[START INPUT MATERIAL]
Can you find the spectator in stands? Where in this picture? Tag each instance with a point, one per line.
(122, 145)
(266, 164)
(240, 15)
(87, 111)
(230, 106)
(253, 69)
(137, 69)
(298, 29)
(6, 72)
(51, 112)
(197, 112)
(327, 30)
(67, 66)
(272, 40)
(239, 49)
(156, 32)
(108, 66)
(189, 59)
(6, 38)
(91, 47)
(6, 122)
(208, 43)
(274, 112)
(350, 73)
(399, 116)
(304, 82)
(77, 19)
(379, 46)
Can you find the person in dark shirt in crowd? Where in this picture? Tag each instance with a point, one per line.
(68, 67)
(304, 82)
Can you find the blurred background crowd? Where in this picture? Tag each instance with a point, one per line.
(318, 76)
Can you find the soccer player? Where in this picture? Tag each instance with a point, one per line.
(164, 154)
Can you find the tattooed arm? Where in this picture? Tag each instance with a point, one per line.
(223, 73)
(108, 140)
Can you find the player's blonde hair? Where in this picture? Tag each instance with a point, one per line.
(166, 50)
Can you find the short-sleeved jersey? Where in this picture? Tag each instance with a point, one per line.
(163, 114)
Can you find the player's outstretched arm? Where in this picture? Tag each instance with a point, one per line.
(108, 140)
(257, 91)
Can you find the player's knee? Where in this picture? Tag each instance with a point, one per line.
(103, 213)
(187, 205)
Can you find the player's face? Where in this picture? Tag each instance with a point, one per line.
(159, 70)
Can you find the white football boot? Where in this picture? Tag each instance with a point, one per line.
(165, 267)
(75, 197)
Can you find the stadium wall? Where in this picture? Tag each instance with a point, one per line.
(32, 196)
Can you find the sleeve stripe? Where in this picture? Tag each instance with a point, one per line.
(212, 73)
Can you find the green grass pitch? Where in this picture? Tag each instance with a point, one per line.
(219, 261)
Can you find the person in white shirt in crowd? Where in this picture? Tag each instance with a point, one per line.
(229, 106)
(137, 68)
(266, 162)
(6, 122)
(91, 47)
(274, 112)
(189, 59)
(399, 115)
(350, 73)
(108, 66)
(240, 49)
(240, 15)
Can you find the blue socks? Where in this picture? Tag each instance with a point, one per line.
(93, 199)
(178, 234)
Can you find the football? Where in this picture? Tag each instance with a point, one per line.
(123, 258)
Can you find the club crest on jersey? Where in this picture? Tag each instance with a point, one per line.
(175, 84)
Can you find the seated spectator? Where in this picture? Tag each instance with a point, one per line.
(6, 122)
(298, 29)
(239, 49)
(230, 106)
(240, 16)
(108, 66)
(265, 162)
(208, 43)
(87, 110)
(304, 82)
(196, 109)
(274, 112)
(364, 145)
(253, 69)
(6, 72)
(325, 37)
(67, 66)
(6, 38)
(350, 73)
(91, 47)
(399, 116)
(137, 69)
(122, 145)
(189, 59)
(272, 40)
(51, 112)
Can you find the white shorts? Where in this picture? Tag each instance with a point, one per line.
[END INPUT MATERIAL]
YOUR INSTRUCTIONS:
Give all the records again. Match them exactly.

CORRECT ANSWER:
Can you find the spectator in stands? Where in this picture? Tag each instance with a point, one per line.
(122, 145)
(266, 164)
(240, 15)
(87, 111)
(230, 106)
(253, 69)
(137, 69)
(298, 29)
(6, 72)
(51, 112)
(197, 112)
(327, 30)
(67, 66)
(272, 40)
(239, 49)
(156, 32)
(108, 66)
(189, 59)
(6, 38)
(91, 47)
(6, 122)
(208, 43)
(274, 112)
(350, 73)
(399, 116)
(304, 82)
(77, 19)
(379, 46)
Can you find the person in dark shirt in crowd? Where in this picture? Tag each instance with a point, one per line.
(68, 67)
(304, 82)
Can you find the blurred background crowd? Where in this picture? Tag each instance with a point, one per line.
(318, 76)
Can you find the soccer player? Where in this picture? Tag each instance with a point, one per line.
(164, 154)
Can you find the tattooed arm? Where in this picture? Tag each instance with a point, one per line.
(223, 73)
(108, 140)
Can you find the player's blonde hair? Where in this picture? Tag each instance with a point, one per line.
(166, 50)
Can you find the short-sleeved jersey? Where in this picture? Tag each instance with a point, one per line.
(163, 114)
Can you find the player's outstretched arm? Where in this picture? Tag each instance with a point, one per line.
(108, 140)
(257, 91)
Can you find the player's knee? Where in this picture? Tag each instance with a point, one per line.
(103, 213)
(187, 205)
Can you find the player's face? Where in this picture? Tag each instance with a point, one per line.
(159, 70)
Can you find the white football boot? Where in this picture? Tag each instance with a point, one per line.
(165, 267)
(75, 197)
Can you find the stadium wall? Where in this picture? Tag each instance with a point, one per line.
(32, 196)
Can you find the sleeve stripe? Where in this picture? Tag each instance with a point, one per line.
(212, 73)
Can you find the green grass pitch? Where in this picture? Tag each instance with a point, one per line.
(219, 261)
Can you find the person in white shirt in crowd? Where in this picture? Tag each instance with a point, one per line.
(229, 106)
(137, 68)
(266, 162)
(6, 122)
(91, 47)
(274, 112)
(189, 59)
(399, 115)
(350, 73)
(108, 66)
(240, 49)
(240, 15)
Can you find the blue socks? Where in this picture? Tag each instance with a point, one per line.
(93, 199)
(178, 234)
Can you find the football? Where in this picture? Tag each instance with a point, one per line.
(123, 258)
Can you find the club crest on jersey? Where in this picture? Tag each instance with a point, one per line.
(175, 84)
Can you find the seated spectator? Where in this picture? Tag each instance with a point, one per line.
(6, 122)
(298, 29)
(239, 49)
(230, 106)
(240, 16)
(108, 66)
(265, 162)
(208, 43)
(87, 110)
(304, 82)
(196, 109)
(274, 112)
(364, 145)
(253, 69)
(6, 72)
(325, 37)
(67, 66)
(6, 38)
(350, 73)
(91, 47)
(399, 116)
(137, 69)
(122, 145)
(189, 59)
(272, 40)
(51, 112)
Can you find the white shorts? Where in this picture? Tag each instance with a point, one per line.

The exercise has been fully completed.